→ Tareas pendientes
A - Enumere las prendas que, según el texto sobre el campamento de Santa Quiteria, componen la indumentaria de José Carrillo.
B - Según el texto sobre el campamento de Santa Quiteria, ¿para cuántas personas está pensada cada tienda de campaña?
C - Retome el texto sobre el campamento de Santa Quiteria a continuación de su última oración y prosiga su redacción.

→ Texto extraído
__________________________________________________
Los refugiados en un campamento relatan cómo es su vida cotidiana

DANIEL AYLLÓN

José Carrillo, jubilado de 66 años, salió ayer por la mañana en tren de Elche a Lorca con una bolsa llena de fruta, una manta anudada con una cuerda y una mochila con 200 tijeras. 'Vendo tijeras por internet pero vi por televisión cómo está viviendo esta gente y pensé que les podrían ser de utilidad. He traído todas las que tenía en casa', explica mientras retoma el aliento en el campamento del recinto ferial Santa Quiteria. Los bultos pesan 15 kilos.

'Las mujeres están encantadas con las tijeras. Podría habérselas dado a la Cruz Roja para que las repartiese, pero quería entregárselas en persona para darles también mi cariño. La gente está derrotada', describe José, cuya indumentaria se limita a unas zapatillas, un pantalón y una camiseta interior de tirantes, de la que brota una mata de pelo cano del pecho. 'No les puedo dar dinero porque tengo una pensión de 700 euros para mi mujer y para mí, pero el bocadillo que he traído para comer se lo daré a alguno', añade.

El campamento de Santa Quiteria es el más grande de los que han levantado la Unidad Militar de Emergencias y Cruz Roja. La primera noche tras el seísmo, decenas de miles de vecinos durmieron en la explanada a la intemperie. La segunda, en las tiendas de campaña, cada una pensada para 30 personas. Ayer el Ejército comenzó a alojar a los ancianos y personas de salud delicada en barracones prefabricados. Pero el grueso de la población sigue hoy bajo las lonas militares, naranjas y blancas, de las tiendas.
__________________________________________________
→ Extractos de datos
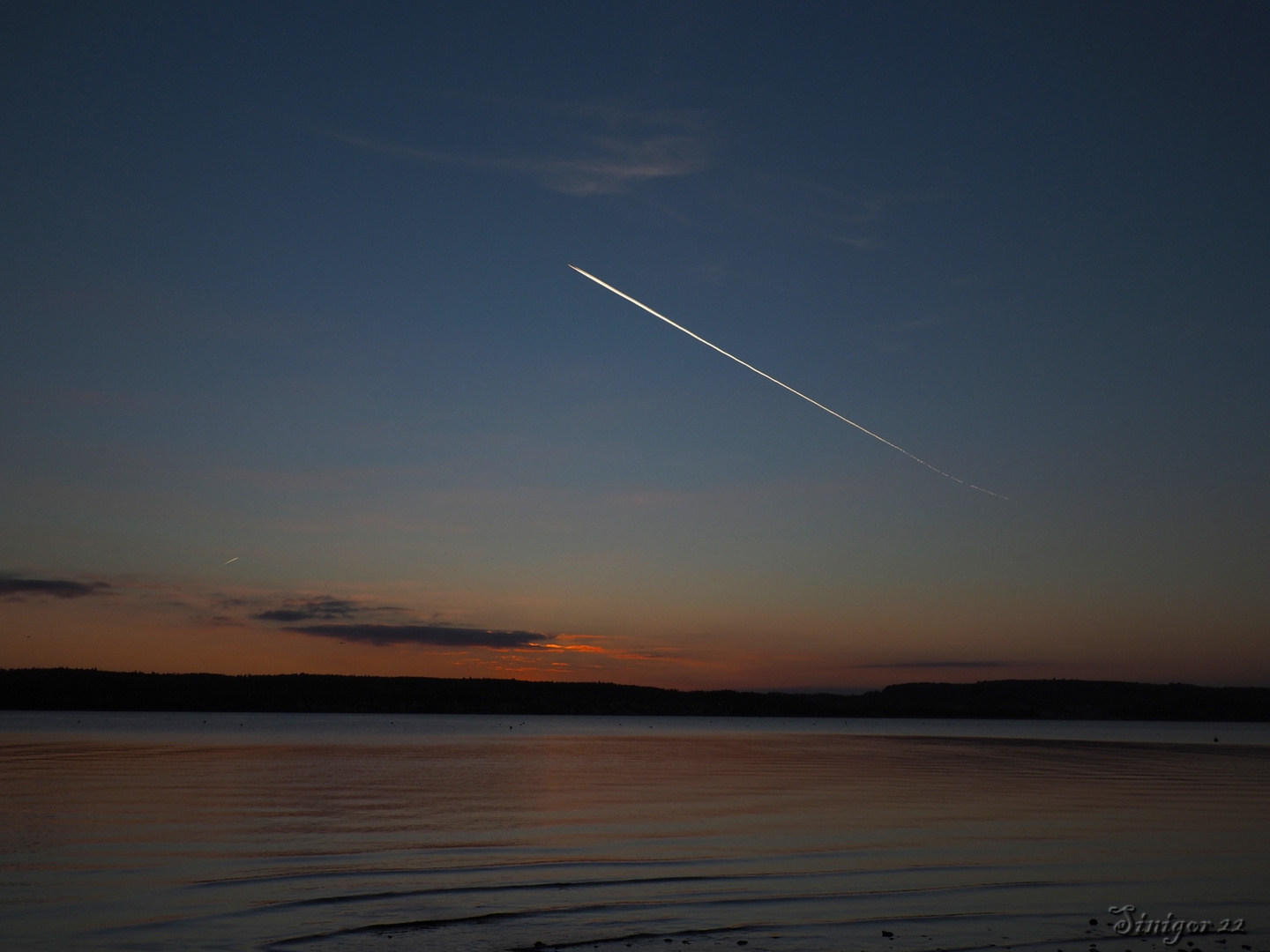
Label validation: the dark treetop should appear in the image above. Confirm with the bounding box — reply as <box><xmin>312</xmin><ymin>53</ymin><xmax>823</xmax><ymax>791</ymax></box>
<box><xmin>7</xmin><ymin>667</ymin><xmax>1270</xmax><ymax>721</ymax></box>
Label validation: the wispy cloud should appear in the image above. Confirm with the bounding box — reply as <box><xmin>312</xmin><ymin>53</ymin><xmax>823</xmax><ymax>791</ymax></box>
<box><xmin>326</xmin><ymin>95</ymin><xmax>713</xmax><ymax>196</ymax></box>
<box><xmin>0</xmin><ymin>576</ymin><xmax>110</xmax><ymax>598</ymax></box>
<box><xmin>286</xmin><ymin>624</ymin><xmax>550</xmax><ymax>649</ymax></box>
<box><xmin>332</xmin><ymin>133</ymin><xmax>710</xmax><ymax>196</ymax></box>
<box><xmin>251</xmin><ymin>595</ymin><xmax>363</xmax><ymax>622</ymax></box>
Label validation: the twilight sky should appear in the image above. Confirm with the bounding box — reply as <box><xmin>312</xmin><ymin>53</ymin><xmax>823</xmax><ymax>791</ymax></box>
<box><xmin>0</xmin><ymin>1</ymin><xmax>1270</xmax><ymax>688</ymax></box>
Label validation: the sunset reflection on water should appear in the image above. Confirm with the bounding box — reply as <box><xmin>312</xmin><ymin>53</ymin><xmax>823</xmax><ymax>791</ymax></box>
<box><xmin>0</xmin><ymin>715</ymin><xmax>1270</xmax><ymax>952</ymax></box>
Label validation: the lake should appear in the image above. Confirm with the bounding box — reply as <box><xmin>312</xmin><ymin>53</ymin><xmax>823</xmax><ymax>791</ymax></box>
__________________________________________________
→ Respuestas redactadas
A -
- Unas zapatillas
- Un pantalón
- Una camiseta interior de tirantes

B - Cada tienda está pensada para 30 personas.

C -
Tras el impacto emocional del primer día, la atención de los servicios médicos ha cambiado. 'Hemos pasado de sanar heridas y contusiones a la atención psicológica, que seguirá siendo clave en los próximos días en el campamento porque hay mucha gente que lo va a perder todo cuando le derrumben su casa', explica un portavoz de Cruz Roja.

En una de las tiendas se aloja una familia de 26 ecuatorianos, los Guerrero. 'La mayoría trabajamos en el campo, pero estos días no podemos ir porque no tenemos dónde dejar a los niños: todas las escuelas están cerradas', explica Manuel, de 28 años. Su jefe le ha dejado librar hasta el lunes. Sin embargo, el joven teme que la visita de un técnico a su casa le pille en el trabajo: 'Si nos dicen que la van a demoler, mi familia no tendrá coche para sacar las cosas'. Hasta ahora, su alimentación se ha basado en dulces y bocadillos. 'Aguantas algunos días, pero ya empezamos a cansarnos de el menú', reconoce.

Con los primeros rayos de sol, antes de que quienes sí podían ir a trabajar se marchasen, Protección Civil repartió magdalenas, zumos y mermelada. A las dos de la tarde, por megafonía se anunció el siguiente turno: '¡Informamos de que la comida se va a empezar a repartir ya! ¡Por favor, empiecen a formar las colas'. El anuncio provocó la avalancha en carrera de cientos de personas. Los últimos de la cola tardaron más de una hora en probar bocado.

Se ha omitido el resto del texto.